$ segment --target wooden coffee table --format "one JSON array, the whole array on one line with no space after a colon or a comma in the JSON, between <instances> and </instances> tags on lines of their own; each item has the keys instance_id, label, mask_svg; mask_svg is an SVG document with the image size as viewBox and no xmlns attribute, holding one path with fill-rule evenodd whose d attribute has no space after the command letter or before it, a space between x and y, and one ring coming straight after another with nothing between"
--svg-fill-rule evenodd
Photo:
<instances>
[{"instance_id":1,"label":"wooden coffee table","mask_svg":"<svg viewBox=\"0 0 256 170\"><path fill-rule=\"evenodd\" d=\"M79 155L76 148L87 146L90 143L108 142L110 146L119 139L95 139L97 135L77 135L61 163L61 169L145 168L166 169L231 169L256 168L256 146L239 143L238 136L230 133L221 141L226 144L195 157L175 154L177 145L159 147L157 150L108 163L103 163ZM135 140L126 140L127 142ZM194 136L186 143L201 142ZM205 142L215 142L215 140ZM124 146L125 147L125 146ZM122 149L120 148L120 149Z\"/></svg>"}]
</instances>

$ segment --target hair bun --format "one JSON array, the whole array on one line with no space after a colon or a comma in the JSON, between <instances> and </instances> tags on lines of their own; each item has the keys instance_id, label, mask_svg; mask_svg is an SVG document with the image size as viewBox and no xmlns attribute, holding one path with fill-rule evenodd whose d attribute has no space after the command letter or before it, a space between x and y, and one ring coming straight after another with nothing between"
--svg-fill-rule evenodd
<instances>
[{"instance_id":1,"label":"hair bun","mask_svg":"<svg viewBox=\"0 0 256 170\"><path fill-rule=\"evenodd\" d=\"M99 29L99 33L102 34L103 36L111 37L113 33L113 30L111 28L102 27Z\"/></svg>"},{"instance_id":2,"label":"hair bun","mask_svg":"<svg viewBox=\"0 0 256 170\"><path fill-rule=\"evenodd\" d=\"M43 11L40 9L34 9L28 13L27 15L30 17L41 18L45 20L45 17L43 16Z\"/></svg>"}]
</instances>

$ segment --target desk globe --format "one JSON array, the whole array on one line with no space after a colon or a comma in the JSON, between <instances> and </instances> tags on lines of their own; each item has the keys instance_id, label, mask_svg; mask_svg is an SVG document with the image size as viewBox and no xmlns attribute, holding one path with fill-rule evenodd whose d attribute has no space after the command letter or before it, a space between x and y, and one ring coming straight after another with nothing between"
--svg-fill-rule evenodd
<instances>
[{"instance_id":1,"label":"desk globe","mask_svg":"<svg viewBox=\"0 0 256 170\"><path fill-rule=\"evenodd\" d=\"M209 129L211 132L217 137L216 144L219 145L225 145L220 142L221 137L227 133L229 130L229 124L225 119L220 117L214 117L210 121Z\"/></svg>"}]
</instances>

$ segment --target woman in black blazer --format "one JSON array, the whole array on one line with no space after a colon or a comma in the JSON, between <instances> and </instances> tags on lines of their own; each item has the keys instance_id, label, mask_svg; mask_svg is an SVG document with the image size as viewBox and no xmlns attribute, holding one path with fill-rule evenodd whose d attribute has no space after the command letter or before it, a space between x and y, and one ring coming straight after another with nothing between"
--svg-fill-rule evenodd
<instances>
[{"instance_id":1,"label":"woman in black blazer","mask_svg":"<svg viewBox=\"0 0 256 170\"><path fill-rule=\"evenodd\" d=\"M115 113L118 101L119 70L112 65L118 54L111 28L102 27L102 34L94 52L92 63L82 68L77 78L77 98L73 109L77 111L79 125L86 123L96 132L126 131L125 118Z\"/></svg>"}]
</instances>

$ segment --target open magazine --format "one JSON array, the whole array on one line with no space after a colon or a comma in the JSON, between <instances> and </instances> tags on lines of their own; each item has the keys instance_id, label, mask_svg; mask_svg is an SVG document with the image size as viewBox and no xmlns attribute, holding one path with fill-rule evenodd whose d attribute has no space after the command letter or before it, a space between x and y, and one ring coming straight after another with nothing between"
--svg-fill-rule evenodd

========================================

**Given task:** Write out every line of the records above as a numbered list, omitting the blank lines.

**Reply to the task:**
1. $ segment --target wooden coffee table --format "one JSON array, the whole array on one line with no space after a colon or a comma in the JSON, between <instances> and </instances> tags on lines of their own; each item has the keys instance_id, label, mask_svg; mask_svg is an SVG document with the image size as viewBox and no xmlns attribute, holding one path with fill-rule evenodd whose d attribute has no space after the command letter or before it, a space between x and y, and one ring coming straight after another with nothing between"
2. --svg-fill-rule evenodd
3. Photo:
4. <instances>
5. [{"instance_id":1,"label":"wooden coffee table","mask_svg":"<svg viewBox=\"0 0 256 170\"><path fill-rule=\"evenodd\" d=\"M79 155L76 148L87 146L90 143L108 142L110 146L119 139L95 139L97 135L77 135L61 163L61 169L145 168L166 169L231 169L256 168L256 146L239 143L238 136L230 133L221 141L226 144L195 157L175 154L177 145L159 147L157 150L108 163L103 163ZM135 140L126 140L127 142ZM194 136L186 143L201 142ZM205 142L215 142L215 140ZM124 146L125 147L125 146ZM122 149L120 148L120 149Z\"/></svg>"}]
6. </instances>
7. $ segment --target hair bun --format "one JSON array, the whole array on one line with no space after a colon or a comma in the JSON, between <instances> and </instances> tags on lines of their own; each item has the keys instance_id, label, mask_svg; mask_svg is an SVG document with the image size as viewBox and no xmlns attribute, holding one path with fill-rule evenodd whose d attribute has no space after the command letter or before it, a space between x and y, and one ring coming straight after another with nothing between"
8. --svg-fill-rule evenodd
9. <instances>
10. [{"instance_id":1,"label":"hair bun","mask_svg":"<svg viewBox=\"0 0 256 170\"><path fill-rule=\"evenodd\" d=\"M99 29L99 33L102 34L103 36L111 37L113 33L113 30L111 28L102 27Z\"/></svg>"},{"instance_id":2,"label":"hair bun","mask_svg":"<svg viewBox=\"0 0 256 170\"><path fill-rule=\"evenodd\" d=\"M43 11L40 9L34 9L28 13L27 15L30 17L41 18L45 20L45 17L43 16Z\"/></svg>"}]
11. </instances>
12. $ segment --target desk globe --format "one JSON array, the whole array on one line with no space after a colon or a comma in the JSON, between <instances> and </instances> tags on lines of their own; each item has the keys instance_id, label, mask_svg; mask_svg is an SVG document with the image size as viewBox and no xmlns attribute, holding one path with fill-rule evenodd whose d attribute has no space after the command letter or before it, a space between x and y, and one ring coming straight after another with nothing between"
13. --svg-fill-rule evenodd
14. <instances>
15. [{"instance_id":1,"label":"desk globe","mask_svg":"<svg viewBox=\"0 0 256 170\"><path fill-rule=\"evenodd\" d=\"M209 129L211 132L217 137L216 144L219 145L225 145L220 142L221 137L227 133L229 130L229 124L225 119L220 117L214 117L210 121Z\"/></svg>"}]
16. </instances>
17. $ segment --target woman in black blazer --format "one JSON array, the whole array on one line with no space after a colon or a comma in the JSON, between <instances> and </instances> tags on lines of their own; each item has the keys instance_id, label, mask_svg; mask_svg is an SVG document with the image size as viewBox and no xmlns attribute, holding one path with fill-rule evenodd whose d attribute has no space after the command letter or before it, a space between x and y, and one ring coming straight after another with nothing between"
18. --svg-fill-rule evenodd
19. <instances>
20. [{"instance_id":1,"label":"woman in black blazer","mask_svg":"<svg viewBox=\"0 0 256 170\"><path fill-rule=\"evenodd\" d=\"M115 113L118 101L119 70L112 65L118 54L111 28L102 27L102 34L94 52L92 63L82 68L77 78L77 98L73 109L77 111L79 125L86 123L96 132L126 131L125 118Z\"/></svg>"}]
21. </instances>
22. $ segment --target open magazine --format "one JSON array, the whole array on one line with no space after a colon or a comma in the JSON, between <instances> and </instances> tags on lines of their own; each item has the keys instance_id, label, mask_svg; mask_svg is an SVG document with the image size as viewBox and no xmlns attribute, holding one path with fill-rule evenodd whose d attribute has no space after the command letter or before it, a space between x and y, and one ring coming straight after another with nothing between"
23. --svg-fill-rule evenodd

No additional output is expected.